Please restate exactly what appears in the records below from the first line to the line where "the white superstructure" is, that line included.

#### [Stored entries]
══════════
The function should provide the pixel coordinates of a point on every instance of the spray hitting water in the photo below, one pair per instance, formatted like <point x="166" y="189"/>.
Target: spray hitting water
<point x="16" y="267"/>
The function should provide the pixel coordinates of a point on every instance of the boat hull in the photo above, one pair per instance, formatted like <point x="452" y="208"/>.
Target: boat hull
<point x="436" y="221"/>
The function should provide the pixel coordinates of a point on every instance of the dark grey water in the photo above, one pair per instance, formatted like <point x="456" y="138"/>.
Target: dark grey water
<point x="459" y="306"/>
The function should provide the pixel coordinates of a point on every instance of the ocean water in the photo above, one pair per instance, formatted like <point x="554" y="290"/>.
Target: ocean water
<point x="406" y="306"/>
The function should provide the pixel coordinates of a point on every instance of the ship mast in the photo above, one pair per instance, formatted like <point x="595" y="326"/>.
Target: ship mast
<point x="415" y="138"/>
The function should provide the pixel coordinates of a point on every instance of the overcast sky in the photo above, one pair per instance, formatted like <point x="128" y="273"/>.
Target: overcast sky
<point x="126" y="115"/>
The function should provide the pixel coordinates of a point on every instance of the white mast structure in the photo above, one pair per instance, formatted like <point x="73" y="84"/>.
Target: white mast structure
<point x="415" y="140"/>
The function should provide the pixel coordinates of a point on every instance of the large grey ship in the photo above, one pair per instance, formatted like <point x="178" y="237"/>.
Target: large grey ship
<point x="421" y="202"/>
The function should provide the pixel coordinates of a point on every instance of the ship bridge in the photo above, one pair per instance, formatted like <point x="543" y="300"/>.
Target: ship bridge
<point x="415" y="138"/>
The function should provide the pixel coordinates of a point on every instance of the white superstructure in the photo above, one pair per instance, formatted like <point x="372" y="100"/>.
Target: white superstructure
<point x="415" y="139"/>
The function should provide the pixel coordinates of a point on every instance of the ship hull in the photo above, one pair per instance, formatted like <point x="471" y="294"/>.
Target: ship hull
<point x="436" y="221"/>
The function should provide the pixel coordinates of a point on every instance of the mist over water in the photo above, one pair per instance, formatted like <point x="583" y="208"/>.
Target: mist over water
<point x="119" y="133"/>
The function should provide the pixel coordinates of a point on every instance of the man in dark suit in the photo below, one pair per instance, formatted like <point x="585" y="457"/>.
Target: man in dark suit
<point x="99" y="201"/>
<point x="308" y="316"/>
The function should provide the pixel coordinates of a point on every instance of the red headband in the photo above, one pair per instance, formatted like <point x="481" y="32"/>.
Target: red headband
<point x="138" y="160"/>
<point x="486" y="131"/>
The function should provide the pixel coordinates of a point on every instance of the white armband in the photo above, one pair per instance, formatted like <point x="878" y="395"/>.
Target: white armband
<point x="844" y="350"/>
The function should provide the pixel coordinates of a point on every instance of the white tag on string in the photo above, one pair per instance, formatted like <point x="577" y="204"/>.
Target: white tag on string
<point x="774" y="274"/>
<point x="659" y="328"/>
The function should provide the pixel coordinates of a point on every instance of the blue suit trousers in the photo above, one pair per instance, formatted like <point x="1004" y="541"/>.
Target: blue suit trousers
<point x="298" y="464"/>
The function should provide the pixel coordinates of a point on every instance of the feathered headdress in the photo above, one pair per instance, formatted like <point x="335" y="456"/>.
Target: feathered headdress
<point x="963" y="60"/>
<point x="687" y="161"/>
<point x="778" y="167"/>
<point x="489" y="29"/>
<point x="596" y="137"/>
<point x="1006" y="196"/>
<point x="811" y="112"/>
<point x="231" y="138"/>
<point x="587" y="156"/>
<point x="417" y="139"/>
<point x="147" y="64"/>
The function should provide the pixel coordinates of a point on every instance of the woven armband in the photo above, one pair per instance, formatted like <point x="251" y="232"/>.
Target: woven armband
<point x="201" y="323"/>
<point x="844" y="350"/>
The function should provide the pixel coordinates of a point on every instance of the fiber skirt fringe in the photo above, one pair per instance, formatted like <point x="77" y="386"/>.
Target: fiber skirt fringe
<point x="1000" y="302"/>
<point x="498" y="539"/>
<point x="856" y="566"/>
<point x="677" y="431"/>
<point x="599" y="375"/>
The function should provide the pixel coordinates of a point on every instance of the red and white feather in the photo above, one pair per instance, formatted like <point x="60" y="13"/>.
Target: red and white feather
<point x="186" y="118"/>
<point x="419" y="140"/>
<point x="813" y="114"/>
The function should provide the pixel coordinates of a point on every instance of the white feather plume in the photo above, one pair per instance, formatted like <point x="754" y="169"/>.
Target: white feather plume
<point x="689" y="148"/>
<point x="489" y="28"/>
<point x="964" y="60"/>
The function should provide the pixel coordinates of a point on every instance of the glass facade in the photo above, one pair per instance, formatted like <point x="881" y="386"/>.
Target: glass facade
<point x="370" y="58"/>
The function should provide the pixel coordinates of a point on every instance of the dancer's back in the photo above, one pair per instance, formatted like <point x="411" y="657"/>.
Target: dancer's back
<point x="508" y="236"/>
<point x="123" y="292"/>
══════════
#### [YOUR RESPONSE]
The function should provide the pixel coordinates of a point on every instance of the spray hitting water in the photo below, one pair per instance, formatted like <point x="166" y="189"/>.
Target: spray hitting water
<point x="16" y="267"/>
The function should provide the pixel coordinates of a point on every instance of the boat hull in the photo above, one pair per instance, formatted like <point x="452" y="208"/>.
Target: boat hull
<point x="436" y="221"/>
The function should provide the pixel coordinates of a point on every instance of the dark grey water in the photo above, one pair per instance, formatted like <point x="456" y="138"/>.
Target: dark grey water
<point x="459" y="306"/>
The function should provide the pixel coordinates of a point on every instance of the ocean water in the photo above, one pair per instance, formatted like <point x="554" y="290"/>.
Target: ocean water
<point x="406" y="306"/>
The function should provide the pixel coordinates of a point on every instance of the ship mast in the photo above, one pair per instance, formatted like <point x="595" y="326"/>.
Target: ship mast
<point x="415" y="138"/>
The function should provide the pixel coordinates of a point on every instance of the overcast sky in the photo above, one pair per instance, formatted like <point x="128" y="273"/>.
Target: overcast sky
<point x="126" y="115"/>
The function should provide the pixel coordinates of a point on every instance of the white mast structure in the photo above, one pair per instance, formatted like <point x="73" y="84"/>.
Target: white mast structure
<point x="415" y="140"/>
The function should provide the pixel coordinates of a point on every instance of the large grey ship in the photo above, one pair per instance, formatted like <point x="178" y="237"/>.
Target: large grey ship
<point x="421" y="202"/>
The function should provide the pixel coordinates of a point on every instance of the ship bridge in the photo above, one pair per instance, formatted like <point x="543" y="300"/>.
Target: ship bridge
<point x="415" y="138"/>
The function should provide the pixel coordinates of a point on every instance of the white superstructure in the photo above, one pair per instance, formatted like <point x="372" y="100"/>.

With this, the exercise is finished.